• **DATA FOR THIS EXERCISE**
--------------------------------------------------
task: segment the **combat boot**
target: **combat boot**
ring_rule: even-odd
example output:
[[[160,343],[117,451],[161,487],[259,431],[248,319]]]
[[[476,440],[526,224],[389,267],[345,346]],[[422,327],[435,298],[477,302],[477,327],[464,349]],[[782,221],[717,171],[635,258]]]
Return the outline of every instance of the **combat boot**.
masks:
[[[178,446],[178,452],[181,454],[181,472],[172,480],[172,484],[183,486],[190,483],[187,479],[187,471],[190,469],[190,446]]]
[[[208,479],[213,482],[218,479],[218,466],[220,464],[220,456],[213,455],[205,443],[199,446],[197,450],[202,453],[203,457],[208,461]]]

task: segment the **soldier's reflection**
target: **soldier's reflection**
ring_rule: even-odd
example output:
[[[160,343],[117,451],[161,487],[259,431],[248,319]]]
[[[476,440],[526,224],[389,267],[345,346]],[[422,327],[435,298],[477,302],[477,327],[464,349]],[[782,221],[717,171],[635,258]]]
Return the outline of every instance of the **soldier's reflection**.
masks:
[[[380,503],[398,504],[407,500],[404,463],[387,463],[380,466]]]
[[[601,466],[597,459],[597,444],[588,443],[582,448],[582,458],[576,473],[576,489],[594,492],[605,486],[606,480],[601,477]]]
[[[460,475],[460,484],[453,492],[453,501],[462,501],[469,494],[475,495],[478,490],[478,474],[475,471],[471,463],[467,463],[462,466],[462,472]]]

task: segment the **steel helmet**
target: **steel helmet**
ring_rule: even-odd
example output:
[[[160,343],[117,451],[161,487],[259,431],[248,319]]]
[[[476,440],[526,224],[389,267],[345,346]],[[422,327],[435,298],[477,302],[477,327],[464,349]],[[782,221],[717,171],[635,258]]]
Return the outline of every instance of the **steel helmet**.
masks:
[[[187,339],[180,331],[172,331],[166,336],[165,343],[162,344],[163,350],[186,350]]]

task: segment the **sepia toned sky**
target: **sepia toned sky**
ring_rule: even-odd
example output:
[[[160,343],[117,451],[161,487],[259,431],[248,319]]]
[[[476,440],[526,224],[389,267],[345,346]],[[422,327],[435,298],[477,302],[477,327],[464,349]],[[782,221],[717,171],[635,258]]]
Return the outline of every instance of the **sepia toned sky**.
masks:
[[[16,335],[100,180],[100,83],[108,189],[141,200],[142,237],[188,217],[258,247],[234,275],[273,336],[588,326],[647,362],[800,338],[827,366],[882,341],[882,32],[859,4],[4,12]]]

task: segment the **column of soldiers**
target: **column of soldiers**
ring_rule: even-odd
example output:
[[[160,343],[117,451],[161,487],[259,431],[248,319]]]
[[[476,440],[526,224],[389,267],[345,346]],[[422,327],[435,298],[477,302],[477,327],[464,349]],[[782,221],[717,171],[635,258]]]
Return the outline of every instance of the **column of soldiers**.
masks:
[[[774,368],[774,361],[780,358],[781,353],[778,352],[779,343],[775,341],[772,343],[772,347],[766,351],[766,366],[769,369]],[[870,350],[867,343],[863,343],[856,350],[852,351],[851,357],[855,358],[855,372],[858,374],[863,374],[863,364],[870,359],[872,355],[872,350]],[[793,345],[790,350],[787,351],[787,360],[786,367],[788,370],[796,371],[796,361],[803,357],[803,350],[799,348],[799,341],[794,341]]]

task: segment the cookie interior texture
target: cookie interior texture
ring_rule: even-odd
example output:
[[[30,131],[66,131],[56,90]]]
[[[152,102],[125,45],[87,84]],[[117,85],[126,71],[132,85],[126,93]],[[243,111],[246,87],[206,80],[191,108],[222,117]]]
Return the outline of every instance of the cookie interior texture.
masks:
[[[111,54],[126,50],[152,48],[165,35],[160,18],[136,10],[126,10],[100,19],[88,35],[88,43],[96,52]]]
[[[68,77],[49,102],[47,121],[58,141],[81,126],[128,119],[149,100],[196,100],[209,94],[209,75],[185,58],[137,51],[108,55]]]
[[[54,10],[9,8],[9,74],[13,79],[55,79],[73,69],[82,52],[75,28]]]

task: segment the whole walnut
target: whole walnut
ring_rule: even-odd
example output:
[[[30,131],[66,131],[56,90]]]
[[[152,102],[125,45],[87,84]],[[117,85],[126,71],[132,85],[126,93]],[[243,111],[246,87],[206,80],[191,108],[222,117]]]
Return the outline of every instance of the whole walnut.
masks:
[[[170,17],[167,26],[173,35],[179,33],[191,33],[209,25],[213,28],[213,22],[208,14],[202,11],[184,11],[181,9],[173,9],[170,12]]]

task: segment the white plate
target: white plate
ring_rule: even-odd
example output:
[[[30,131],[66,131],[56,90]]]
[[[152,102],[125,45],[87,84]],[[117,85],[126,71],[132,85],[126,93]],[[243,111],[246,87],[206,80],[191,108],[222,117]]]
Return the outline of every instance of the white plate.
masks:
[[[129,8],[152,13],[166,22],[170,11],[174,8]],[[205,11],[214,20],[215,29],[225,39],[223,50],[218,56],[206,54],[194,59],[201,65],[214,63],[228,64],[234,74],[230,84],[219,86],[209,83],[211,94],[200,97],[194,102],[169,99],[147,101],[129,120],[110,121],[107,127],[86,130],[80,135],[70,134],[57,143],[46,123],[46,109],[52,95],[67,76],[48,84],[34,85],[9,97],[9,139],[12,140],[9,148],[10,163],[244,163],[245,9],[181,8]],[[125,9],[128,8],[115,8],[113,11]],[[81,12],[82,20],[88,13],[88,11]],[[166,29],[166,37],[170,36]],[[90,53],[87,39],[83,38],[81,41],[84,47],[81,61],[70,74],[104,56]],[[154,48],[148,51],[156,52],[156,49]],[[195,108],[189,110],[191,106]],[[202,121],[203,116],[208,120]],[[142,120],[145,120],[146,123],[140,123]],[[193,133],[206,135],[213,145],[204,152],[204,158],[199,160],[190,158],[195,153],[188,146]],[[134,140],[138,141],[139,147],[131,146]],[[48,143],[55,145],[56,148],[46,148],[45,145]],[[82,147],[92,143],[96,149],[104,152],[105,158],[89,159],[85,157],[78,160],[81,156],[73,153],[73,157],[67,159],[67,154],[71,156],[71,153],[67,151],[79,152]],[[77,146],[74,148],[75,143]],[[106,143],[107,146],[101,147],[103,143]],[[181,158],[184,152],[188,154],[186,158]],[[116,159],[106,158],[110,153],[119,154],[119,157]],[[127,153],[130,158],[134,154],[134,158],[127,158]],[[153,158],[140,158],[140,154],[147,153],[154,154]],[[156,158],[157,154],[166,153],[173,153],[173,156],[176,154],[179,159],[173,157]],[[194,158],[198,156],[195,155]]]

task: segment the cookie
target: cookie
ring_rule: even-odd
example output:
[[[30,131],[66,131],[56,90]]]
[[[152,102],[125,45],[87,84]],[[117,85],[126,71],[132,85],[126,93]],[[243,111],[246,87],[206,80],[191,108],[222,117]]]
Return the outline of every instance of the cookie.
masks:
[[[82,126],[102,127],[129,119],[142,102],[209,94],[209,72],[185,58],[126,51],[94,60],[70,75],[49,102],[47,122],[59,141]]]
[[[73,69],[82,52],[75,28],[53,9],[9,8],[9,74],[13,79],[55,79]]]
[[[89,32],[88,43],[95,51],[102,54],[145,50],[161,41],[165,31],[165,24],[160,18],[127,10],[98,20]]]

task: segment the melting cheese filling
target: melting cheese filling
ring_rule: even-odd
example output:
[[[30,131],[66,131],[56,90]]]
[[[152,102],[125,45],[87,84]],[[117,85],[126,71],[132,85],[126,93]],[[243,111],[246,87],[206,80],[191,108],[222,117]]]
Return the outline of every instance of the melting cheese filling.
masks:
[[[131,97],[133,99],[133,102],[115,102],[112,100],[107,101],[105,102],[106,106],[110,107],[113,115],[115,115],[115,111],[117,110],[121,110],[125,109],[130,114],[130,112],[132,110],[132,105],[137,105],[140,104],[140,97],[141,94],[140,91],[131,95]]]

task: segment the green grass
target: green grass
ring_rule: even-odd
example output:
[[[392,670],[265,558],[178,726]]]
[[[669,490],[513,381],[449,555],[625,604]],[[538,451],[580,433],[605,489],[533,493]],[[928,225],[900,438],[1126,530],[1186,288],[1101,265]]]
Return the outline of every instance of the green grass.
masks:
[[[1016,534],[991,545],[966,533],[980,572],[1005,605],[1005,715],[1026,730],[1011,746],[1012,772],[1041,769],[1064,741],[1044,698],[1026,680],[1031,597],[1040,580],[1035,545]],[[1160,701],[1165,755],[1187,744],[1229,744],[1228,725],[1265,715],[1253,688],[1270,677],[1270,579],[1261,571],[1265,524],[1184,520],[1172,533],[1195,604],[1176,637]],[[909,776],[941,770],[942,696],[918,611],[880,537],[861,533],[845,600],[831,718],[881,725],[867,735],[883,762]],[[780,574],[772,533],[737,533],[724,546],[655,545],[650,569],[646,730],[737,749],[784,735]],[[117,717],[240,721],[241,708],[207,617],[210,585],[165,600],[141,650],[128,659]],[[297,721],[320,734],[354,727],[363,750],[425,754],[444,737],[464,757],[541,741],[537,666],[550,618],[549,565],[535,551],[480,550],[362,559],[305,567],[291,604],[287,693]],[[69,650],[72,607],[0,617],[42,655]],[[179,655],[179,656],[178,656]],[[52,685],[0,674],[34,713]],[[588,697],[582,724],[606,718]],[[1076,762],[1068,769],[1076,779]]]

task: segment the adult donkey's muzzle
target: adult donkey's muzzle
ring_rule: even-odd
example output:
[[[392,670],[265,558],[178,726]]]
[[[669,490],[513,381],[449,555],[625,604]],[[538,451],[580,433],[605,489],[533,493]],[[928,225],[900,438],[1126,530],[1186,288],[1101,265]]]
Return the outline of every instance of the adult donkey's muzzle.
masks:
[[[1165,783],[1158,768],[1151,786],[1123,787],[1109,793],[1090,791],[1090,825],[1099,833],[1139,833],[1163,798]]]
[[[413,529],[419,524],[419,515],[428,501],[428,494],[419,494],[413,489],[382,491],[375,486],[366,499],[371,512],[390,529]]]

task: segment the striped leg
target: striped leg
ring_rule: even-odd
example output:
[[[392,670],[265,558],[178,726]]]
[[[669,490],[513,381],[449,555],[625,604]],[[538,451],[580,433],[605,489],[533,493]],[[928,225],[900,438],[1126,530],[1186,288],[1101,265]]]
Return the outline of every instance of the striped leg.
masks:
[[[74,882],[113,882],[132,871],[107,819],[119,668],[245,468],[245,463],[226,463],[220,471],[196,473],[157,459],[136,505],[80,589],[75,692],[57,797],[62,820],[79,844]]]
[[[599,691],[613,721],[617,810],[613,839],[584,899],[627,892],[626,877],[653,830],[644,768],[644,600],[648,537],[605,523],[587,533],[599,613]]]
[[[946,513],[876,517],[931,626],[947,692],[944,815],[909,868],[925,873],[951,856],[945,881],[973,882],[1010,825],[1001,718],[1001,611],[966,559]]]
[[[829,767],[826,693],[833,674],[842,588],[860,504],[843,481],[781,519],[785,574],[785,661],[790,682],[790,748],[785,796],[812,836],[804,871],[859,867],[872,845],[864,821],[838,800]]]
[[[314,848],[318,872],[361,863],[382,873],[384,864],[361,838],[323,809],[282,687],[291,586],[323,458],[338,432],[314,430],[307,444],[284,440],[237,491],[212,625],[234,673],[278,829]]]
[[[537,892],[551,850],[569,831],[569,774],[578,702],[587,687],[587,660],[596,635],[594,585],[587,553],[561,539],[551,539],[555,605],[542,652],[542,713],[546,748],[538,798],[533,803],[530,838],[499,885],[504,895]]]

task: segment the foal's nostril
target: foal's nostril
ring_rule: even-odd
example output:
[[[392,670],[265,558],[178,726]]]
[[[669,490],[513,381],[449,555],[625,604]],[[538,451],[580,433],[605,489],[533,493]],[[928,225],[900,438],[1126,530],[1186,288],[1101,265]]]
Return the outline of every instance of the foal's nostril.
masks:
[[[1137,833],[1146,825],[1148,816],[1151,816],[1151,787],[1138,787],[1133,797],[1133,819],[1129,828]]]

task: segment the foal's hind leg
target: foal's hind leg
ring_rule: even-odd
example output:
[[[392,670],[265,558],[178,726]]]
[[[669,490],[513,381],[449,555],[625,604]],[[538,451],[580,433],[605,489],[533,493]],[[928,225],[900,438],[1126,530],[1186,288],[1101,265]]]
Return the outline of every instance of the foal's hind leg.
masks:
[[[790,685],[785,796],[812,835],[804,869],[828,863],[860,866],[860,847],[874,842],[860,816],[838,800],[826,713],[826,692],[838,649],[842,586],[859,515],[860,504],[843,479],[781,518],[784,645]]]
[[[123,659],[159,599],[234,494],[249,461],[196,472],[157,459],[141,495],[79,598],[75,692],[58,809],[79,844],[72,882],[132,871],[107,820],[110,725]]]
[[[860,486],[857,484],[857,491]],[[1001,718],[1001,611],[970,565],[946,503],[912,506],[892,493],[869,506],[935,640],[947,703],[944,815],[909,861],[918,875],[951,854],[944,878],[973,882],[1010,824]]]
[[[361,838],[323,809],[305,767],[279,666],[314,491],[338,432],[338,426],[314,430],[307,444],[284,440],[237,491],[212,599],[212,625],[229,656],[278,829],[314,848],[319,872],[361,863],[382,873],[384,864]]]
--------------------------------------------------
• **TASK TO COMPLETE**
Starting at the line with "task: segment the foal's nostril", copy every line up to and including the last one in the entries above.

• **CORRECT OUTPUT**
task: segment the foal's nostril
target: foal's nostril
ring_rule: even-odd
example output:
[[[392,670],[265,558],[178,726]]]
[[[669,490],[513,381],[449,555],[625,604]],[[538,451],[580,433],[605,489],[533,493]],[[928,225],[900,438],[1126,530],[1186,288],[1101,265]]]
Return the outline of every instance of the foal's nostril.
masks:
[[[1137,833],[1146,825],[1148,816],[1151,816],[1151,787],[1138,787],[1133,797],[1133,819],[1129,828]]]

task: segment the foal's hind leg
target: foal's hind leg
ring_rule: even-odd
example output:
[[[392,670],[265,558],[178,726]]]
[[[669,490],[513,381],[449,555],[625,604]],[[538,451],[580,433],[605,489],[533,493]],[[928,225],[900,438],[1126,530],[1186,288],[1101,265]]]
Return the outline of every instance of the foal's hind leg.
masks:
[[[790,685],[785,796],[812,835],[804,869],[828,863],[860,866],[860,847],[874,842],[860,816],[838,800],[826,713],[826,692],[838,649],[842,586],[859,515],[860,504],[843,479],[781,518],[784,645]]]
[[[123,659],[159,599],[234,494],[249,461],[196,472],[157,459],[141,495],[79,598],[75,692],[58,809],[79,844],[72,882],[132,871],[107,820],[110,725]]]
[[[860,486],[857,484],[857,491]],[[1001,718],[1001,611],[970,565],[946,503],[912,506],[892,493],[869,506],[935,640],[947,703],[944,815],[909,861],[918,875],[951,854],[944,878],[973,882],[1010,824]]]
[[[361,838],[323,809],[305,767],[279,666],[314,491],[338,432],[338,426],[314,430],[307,444],[284,440],[237,491],[212,599],[212,625],[229,656],[278,829],[314,848],[319,872],[361,863],[382,873],[384,864]]]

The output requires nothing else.